§ **Page**:
Egypt and its Arab allies including guerrilla organisations now sought to bleed Israel by a thousand cuts. Egypt with its air force replenished within months of the June war started harassing Israeli forces in Sinai with heavy aerial bombardments along the Suez Canal and raids into Sinai. Its guerrilla allies on the other hand launched terrorist attacks with the help of local Palestinians in Gaza and West Bank. Israel paid them back in the same coin but peace remained elusive.

The Six-Day War had changed the nature of warfare in the region.

Sixth, the main reason why Egypt could recover from the humiliating defeat in the June war so quickly and force the war of attrition on Israel was solely because of the Soviet Union which replenished its arsenal, most importantly its air force. Israel’s complete dominance over its enemies during the 1967 war threatened to reduce the USSR’s dominance in the region. To protect their hard-earned clout, the Soviets decisively shifted towards Arabs, a major geopolitical orientation with great ramifications.

The United States, though sympathetic to Israel before 1967, was trying to keep both sides happy and went to great pains to refute the allegations of collusion with Israel in attacking Egypt.

But with the USSR’s tilt towards the Arabs and the presence of the sizable politically conscious and influential Jewish population in America, it became easier for the US to pivot towards Israel. The war changed a friend into a strategic ally, as Israel’s former ambassador to America, Michael Oren recently put it.

Seventh, the 1967 war changed so much—geography, geopolitics, demographics, economy, politics couldn’t have remain insulated for long. It wouldn’t be wrong to say that the Six-Day War sowed the seeds for the growth of the right wing in Israel. The bone of contention was the newly occupied lands which the Labour parties wanted to trade in exchange for long lasting peace agreements with Arabs. Right wing parties vehemently opposed the idea as did traditional Zionists. West Bank and Gaza, they reasoned, were part of the promised land, the Greater Israel. The war threw up a new leader in Menachem Begin. An insignificant entity before the war, the right-wing coalition led by Likud under the leadership of Begin, would go on to form the government in 1977. Since then, the right wing coalition has ruled for the major part of the last four decades.

§ **Information supplied**:
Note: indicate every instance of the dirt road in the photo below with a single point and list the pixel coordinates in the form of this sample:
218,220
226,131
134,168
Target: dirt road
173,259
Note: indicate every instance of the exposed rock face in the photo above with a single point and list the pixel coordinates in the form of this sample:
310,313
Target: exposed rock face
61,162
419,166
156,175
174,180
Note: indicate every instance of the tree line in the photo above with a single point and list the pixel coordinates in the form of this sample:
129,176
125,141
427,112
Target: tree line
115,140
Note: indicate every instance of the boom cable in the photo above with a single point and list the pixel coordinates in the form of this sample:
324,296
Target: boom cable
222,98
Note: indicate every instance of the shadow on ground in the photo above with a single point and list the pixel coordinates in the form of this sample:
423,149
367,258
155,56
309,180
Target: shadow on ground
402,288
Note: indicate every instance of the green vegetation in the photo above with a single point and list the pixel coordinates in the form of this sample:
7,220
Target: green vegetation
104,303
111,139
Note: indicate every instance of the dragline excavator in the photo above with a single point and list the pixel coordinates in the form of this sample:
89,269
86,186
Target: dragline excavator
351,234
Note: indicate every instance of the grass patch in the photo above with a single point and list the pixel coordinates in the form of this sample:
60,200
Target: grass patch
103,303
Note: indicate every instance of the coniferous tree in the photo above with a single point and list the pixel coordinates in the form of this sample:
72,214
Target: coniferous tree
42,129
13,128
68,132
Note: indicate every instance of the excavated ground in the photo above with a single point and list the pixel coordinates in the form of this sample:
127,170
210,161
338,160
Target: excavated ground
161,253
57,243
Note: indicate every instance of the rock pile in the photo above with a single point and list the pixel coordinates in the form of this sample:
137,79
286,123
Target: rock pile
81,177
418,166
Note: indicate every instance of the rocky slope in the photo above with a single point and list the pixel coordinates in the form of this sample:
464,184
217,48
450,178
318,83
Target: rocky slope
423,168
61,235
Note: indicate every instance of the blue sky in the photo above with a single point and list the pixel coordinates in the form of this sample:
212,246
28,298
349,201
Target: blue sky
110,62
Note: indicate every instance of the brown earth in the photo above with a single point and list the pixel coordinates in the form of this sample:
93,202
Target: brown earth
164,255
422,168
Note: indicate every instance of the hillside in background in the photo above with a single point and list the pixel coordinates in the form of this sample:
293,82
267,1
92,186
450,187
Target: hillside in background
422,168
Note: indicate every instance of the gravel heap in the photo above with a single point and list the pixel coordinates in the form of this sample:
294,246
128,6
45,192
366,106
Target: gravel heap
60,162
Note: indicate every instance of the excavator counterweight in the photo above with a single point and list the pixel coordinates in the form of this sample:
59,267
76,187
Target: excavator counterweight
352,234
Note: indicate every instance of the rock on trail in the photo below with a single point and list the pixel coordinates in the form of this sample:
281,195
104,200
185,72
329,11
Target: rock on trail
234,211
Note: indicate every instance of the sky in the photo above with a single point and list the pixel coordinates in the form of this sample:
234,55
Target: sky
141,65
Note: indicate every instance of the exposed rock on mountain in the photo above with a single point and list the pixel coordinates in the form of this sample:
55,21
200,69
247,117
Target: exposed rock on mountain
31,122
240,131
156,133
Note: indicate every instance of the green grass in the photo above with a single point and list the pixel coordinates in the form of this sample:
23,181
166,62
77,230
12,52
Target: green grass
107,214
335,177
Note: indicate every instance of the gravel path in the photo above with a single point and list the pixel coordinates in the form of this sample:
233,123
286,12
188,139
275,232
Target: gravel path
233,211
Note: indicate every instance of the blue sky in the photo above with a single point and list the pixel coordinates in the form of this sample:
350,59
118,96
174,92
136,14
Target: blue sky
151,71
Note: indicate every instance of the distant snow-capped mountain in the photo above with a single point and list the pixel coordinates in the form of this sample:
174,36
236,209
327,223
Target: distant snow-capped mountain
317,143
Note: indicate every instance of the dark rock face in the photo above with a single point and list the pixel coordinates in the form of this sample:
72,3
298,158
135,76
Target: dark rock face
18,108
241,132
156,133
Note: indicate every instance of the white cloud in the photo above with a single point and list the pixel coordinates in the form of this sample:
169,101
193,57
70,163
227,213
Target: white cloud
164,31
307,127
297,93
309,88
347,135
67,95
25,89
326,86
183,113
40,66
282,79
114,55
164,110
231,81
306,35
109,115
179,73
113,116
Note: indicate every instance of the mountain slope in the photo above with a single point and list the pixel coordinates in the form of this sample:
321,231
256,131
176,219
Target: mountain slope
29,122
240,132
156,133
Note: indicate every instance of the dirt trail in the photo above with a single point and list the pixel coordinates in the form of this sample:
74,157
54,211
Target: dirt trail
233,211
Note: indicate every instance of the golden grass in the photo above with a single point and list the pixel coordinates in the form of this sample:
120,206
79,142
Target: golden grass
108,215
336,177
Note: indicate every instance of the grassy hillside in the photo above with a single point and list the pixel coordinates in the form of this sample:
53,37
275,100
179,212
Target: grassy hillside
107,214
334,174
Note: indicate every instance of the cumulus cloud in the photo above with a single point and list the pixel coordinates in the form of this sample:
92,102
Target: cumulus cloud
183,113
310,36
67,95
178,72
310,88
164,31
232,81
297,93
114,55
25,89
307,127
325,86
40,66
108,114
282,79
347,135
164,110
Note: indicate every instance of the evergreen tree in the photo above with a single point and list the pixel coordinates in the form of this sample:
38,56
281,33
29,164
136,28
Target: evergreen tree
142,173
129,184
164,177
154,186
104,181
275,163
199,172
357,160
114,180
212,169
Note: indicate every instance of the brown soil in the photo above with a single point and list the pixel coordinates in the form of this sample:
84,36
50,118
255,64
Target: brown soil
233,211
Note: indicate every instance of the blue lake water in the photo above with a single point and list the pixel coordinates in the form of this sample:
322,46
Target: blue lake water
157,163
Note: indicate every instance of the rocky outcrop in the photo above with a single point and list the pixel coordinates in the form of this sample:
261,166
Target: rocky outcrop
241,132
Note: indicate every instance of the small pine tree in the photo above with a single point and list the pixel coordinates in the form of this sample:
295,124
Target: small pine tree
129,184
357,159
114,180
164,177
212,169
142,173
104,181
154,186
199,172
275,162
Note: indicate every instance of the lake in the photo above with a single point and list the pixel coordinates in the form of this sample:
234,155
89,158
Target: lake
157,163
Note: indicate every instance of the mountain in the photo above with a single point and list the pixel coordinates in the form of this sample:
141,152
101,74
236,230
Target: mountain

§ **What to work on**:
1 – Using the article on the 1967 war, answer these:
(a) Which country replenished Egypt's arsenal after the June war?
(b) Who is cited as saying the war changed a friend into a strategic ally?
(c) In what year did the Likud-led right-wing coalition form the government?
2 – Print the part of the article on the 1967 war between "The United States, though" and "in attacking Egypt.", inclusive.

§ **Answers for the exercise**:
1 –
(a) The Soviet Union
(b) Michael Oren, Israel's former ambassador to America
(c) 1977

2 –
The United States, though sympathetic to Israel before 1967, was trying to keep both sides happy and went to great pains to refute the allegations of collusion with Israel in attacking Egypt.